■ PROBLEM ■
Copy every one of the following rows word for word, keeping each line as it appears.

---- EXERCISE MATERIALS

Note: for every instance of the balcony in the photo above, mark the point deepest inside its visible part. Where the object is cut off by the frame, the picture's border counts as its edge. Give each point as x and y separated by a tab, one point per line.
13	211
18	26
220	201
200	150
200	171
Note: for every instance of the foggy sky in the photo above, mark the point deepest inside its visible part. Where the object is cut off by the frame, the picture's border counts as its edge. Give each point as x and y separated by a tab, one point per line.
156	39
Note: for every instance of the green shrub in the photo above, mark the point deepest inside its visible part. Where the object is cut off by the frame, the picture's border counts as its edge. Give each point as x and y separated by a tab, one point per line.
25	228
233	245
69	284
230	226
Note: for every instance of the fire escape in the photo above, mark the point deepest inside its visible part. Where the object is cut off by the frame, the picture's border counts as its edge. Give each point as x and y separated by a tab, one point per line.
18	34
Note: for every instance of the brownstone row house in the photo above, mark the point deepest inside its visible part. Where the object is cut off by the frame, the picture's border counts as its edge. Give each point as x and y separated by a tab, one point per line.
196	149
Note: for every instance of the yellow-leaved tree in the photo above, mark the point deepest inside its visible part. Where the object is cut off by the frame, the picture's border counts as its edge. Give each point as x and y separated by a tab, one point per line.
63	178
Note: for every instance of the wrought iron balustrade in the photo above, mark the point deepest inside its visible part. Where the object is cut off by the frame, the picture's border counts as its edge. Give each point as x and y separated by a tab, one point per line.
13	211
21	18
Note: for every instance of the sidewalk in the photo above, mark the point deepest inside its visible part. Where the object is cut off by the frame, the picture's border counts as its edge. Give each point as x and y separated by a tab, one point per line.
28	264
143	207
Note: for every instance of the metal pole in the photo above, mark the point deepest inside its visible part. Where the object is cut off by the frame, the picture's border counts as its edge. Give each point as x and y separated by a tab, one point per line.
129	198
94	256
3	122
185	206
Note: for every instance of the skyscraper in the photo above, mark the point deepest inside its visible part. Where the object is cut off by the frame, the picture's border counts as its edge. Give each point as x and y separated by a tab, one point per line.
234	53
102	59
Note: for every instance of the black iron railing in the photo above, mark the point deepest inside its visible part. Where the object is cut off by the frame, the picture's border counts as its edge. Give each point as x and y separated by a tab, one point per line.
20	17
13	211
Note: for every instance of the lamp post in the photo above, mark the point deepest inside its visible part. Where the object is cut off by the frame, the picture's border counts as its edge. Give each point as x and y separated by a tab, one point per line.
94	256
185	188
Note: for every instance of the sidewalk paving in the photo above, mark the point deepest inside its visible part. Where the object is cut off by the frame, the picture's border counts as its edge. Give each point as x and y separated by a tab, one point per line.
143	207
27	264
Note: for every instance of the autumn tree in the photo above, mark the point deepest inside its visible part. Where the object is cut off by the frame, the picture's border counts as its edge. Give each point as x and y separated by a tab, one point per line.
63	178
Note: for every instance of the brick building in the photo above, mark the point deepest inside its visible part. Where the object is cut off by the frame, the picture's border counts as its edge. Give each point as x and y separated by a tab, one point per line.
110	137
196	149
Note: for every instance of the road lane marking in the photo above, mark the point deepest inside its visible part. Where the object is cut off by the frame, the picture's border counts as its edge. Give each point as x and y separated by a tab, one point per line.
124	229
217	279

--------

■ OUTPUT ■
Note: for every instance of the balcony in the photo above, mark the point deepest inside its visible part. Where the object is cut off by the frame, the picture's border counts as its edge. Give each point as x and y separated by a tab, one point per line.
13	211
18	26
220	201
200	150
200	171
Note: for every instance of the foggy sky in the photo above, mark the point deepest inside its visible part. Where the object is cut off by the frame, the picture's border counts as its edge. Give each point as x and y separated by a tab, one point per line.
156	39
Note: for every instance of the green shrub in the photo above, mark the point deepest inside its visible part. Where the object is cut off by the frame, the picture's border counts as its edge. Give each point as x and y separated by a tab, one point per line.
25	228
233	245
69	284
230	226
Note: for every instance of the fire escape in the photo above, mark the point deepest inside its visible part. Where the object is cut off by the frame, the picture's border counts as its edge. Give each point as x and y separated by a tab, one point per line.
18	34
Note: for every instance of the brownstone row house in the photo above, mark the point deepest inside its visible part. Where the object is cut off by the frame, the picture's border counts as its edge. Give each point as x and y separated by a tab, one point per line.
196	149
Note: for every instance of the yellow-leaved tree in the photo above, mark the point deepest inside its visible part. Where the object is cut off by the frame, the picture's border counts as its edge. Give each point as x and y separated by a tab, one point per line.
63	178
Note: for every instance of the wrought iron balustrade in the photo above, mark the point deepest inside its visible part. Where the object is cut off by the frame, the picture's border counts as its edge. Give each point as x and y separated by a tab, one point per line.
13	211
21	18
Note: for every instance of the sidewalk in the photo above, mark the point deepest inside its visible part. Where the object is cut off by the frame, the picture's border counts as its edge. Give each point as x and y separated by a tab, one point per line.
28	264
143	207
Note: for every instance of the metal pole in the photo above, mark the point deepest inside its visible part. Where the object is cut off by the frame, the picture's border counts as its edge. Give each point as x and y separated by a tab, one point per line.
129	198
94	256
3	122
185	206
Note: for every instance of the skyscraper in the photo above, mark the point deepest inside its visible part. Where the object is cut off by the frame, the picture's border counts as its edge. Give each point as x and y separated by a tab, one point per line.
234	53
102	59
Note: for every instance of the black iron railing in the photo above, mark the point deepest inside its visible part. Where the object is cut off by the frame, the picture's border counts as its edge. Give each point as x and y separated by a tab, one point per line.
20	17
13	211
Note: for every instance of the lamp post in the photo above, mark the point deepest inside its visible part. Where the object is cut off by the frame, the picture's border counts as its edge. Give each point as x and y separated by a tab, one point per line.
94	256
185	188
Note: for every instance of the sidewalk paving in the photo above, mark the point deepest inside its visible part. Where the object is cut off by the frame, the picture's border counts as its edge. Give each point as x and y separated by a tab, one point per line.
143	207
27	264
Note: for every instance of the autumn tree in the photo above, mark the point deepest inside its visible part. Where the object is cut off by the frame, the picture's border counts as its edge. Give each point as x and y separated by a tab, one point per line.
63	178
Note: for every instance of the brick building in the photo above, mark the point deepest inside its visible part. Where the object is cut off by the frame, the picture's border counts as its edge. Give each point as x and y separated by a tab, one point per line.
110	137
196	149
Note: for every instance of the road lane marking in the photo above, mark the point deepest inside its visible part. Where the object is cut off by the frame, the picture's border counts as its edge. Give each point as x and y separated by a tab, one point per line.
124	229
217	279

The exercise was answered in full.